Set task: Each entry below should be written out exactly as it is, with no pictures.

Data lines:
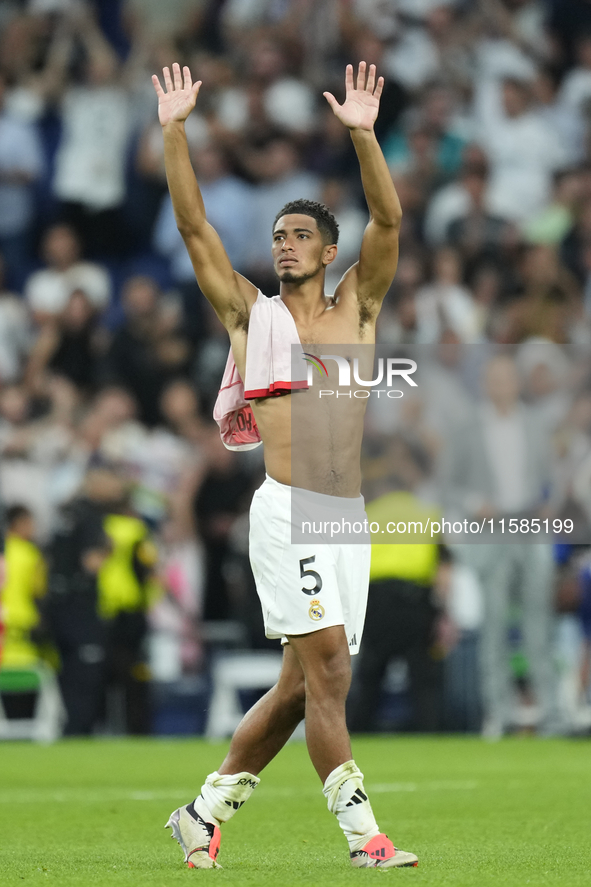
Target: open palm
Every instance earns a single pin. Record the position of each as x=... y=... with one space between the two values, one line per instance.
x=362 y=101
x=179 y=99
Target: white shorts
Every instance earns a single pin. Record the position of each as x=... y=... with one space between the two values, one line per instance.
x=306 y=587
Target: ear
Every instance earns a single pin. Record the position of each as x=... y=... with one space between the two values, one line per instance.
x=329 y=254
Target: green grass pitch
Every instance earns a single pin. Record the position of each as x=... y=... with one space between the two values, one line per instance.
x=517 y=812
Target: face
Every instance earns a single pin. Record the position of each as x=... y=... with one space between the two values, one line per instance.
x=299 y=250
x=515 y=98
x=502 y=382
x=60 y=247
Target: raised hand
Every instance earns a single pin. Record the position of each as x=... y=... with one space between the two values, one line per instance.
x=362 y=102
x=179 y=99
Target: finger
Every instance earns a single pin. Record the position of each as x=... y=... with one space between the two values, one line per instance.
x=158 y=87
x=349 y=78
x=361 y=76
x=331 y=99
x=178 y=80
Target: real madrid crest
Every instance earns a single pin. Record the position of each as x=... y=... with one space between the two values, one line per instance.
x=316 y=611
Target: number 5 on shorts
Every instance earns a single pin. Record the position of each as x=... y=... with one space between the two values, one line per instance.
x=317 y=577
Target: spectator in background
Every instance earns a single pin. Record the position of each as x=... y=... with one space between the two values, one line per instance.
x=477 y=233
x=21 y=165
x=149 y=348
x=25 y=583
x=67 y=345
x=497 y=465
x=228 y=203
x=15 y=332
x=401 y=608
x=523 y=149
x=89 y=178
x=444 y=305
x=47 y=291
x=126 y=588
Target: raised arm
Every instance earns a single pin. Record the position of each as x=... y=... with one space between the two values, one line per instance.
x=229 y=293
x=371 y=277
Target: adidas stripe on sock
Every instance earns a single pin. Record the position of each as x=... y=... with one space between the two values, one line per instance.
x=348 y=800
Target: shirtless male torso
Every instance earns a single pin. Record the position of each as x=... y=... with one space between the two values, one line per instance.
x=316 y=671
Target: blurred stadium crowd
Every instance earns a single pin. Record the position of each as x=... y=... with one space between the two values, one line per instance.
x=125 y=517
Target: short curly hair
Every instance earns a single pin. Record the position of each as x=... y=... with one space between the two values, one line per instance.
x=327 y=224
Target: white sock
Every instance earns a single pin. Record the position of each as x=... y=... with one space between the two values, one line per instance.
x=348 y=800
x=222 y=796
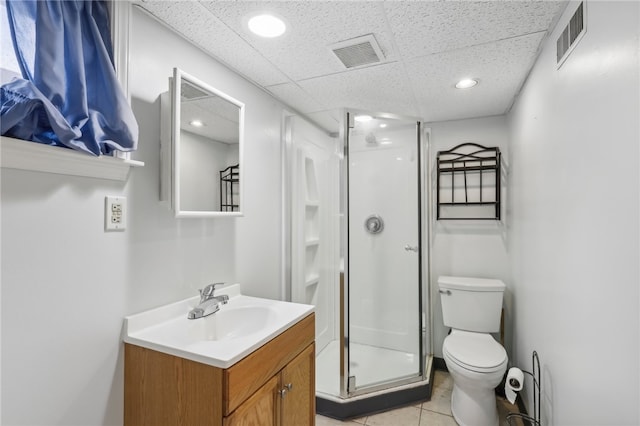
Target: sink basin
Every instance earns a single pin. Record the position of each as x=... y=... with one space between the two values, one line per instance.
x=230 y=323
x=242 y=325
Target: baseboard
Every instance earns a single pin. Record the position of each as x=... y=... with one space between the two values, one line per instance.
x=439 y=364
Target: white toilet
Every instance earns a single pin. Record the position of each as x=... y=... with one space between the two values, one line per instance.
x=476 y=361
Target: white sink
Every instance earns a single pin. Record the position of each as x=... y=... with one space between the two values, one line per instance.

Complete answer:
Target: open palm
Every instance earns a single pin. Record the position of each as x=... y=... with one space between the two values, one line per instance.
x=362 y=101
x=179 y=99
Target: white shorts
Every instance earns a single pin. Record the position of each as x=... y=... with one space between the two values, one line per instance.
x=306 y=587
Target: ear
Every instance earns a single pin. Record the position of each as x=... y=... with one space between the two values, one line per instance.
x=329 y=254
Target: green grass pitch
Every instance earns a single pin. Record the position of each as x=... y=... with one space between the two values, one line per instance.
x=517 y=812
Target: face
Every instance earns a single pin. Record the position of each as x=... y=... with one space between the two values, one line per instance.
x=299 y=250
x=515 y=98
x=502 y=382
x=60 y=247
Target: raised hand
Every instance earns a single pin. Record the position of each as x=... y=... with one space between the two values, one line per instance.
x=362 y=102
x=179 y=99
Target: finger
Every instance earns a single pin. Record the position of each as x=... y=... with one space between the two values, one line per instance.
x=158 y=87
x=349 y=78
x=361 y=76
x=331 y=99
x=178 y=80
Target: real madrid crest
Every instance earns a single pin. Record the position of each as x=... y=... with one space between the two values, one line per instance.
x=316 y=611
Target: number 5 on shorts
Every instance earns a single pin. Record the position of each as x=... y=... with one space between the two values, one line per instance.
x=317 y=577
Target: spectator in background
Every instance earns a single pin. Record the position of each as x=... y=... with one space between the two values, one line per instance.
x=477 y=233
x=21 y=165
x=149 y=348
x=25 y=583
x=67 y=345
x=497 y=465
x=228 y=203
x=15 y=332
x=401 y=608
x=523 y=149
x=89 y=178
x=444 y=305
x=47 y=291
x=126 y=588
Target: raised arm
Every instance earns a single pin. Record the position of each as x=... y=... with one space between the two values, one line per instance.
x=229 y=293
x=371 y=277
Target: adidas stripe on sock
Every instance earns a single pin. Record the position of each as x=... y=... with one space between the two values, one line per instance.
x=348 y=800
Target: shirtless male torso
Every instance earns a single pin. Record the position of each as x=... y=... with one space between the two values, one line per instance.
x=316 y=671
Target: blurred stadium crowd
Every instance earns a single pin. Record the position of each as x=... y=... with one space between the two values, one line per instance.
x=125 y=517
Target: short curly hair
Every instance earns a single pin. Record the position of each as x=... y=... with one space between the two values, one line per instance.
x=327 y=224
Target: white sock
Every instance earns a single pin. Record the position of each as x=... y=... with one space between the two values, one line per instance.
x=348 y=800
x=222 y=796
Target: sink basin
Every instance earns a single pin. Record the position of each as x=... y=... with one space between the two values, one line per instance.
x=230 y=323
x=242 y=325
Target: baseboard
Every instance earns a single pin. Record the position of each as x=... y=... with one space between the two values, one line per instance.
x=439 y=364
Target: white toilet
Every instance earns a single pin. Record the position of each as x=... y=... with one space between the two values, one line per instance.
x=476 y=361
Target: white sink
Every instance earns a single pin. Record the position of each as x=... y=... with one space between the two values, one line per instance.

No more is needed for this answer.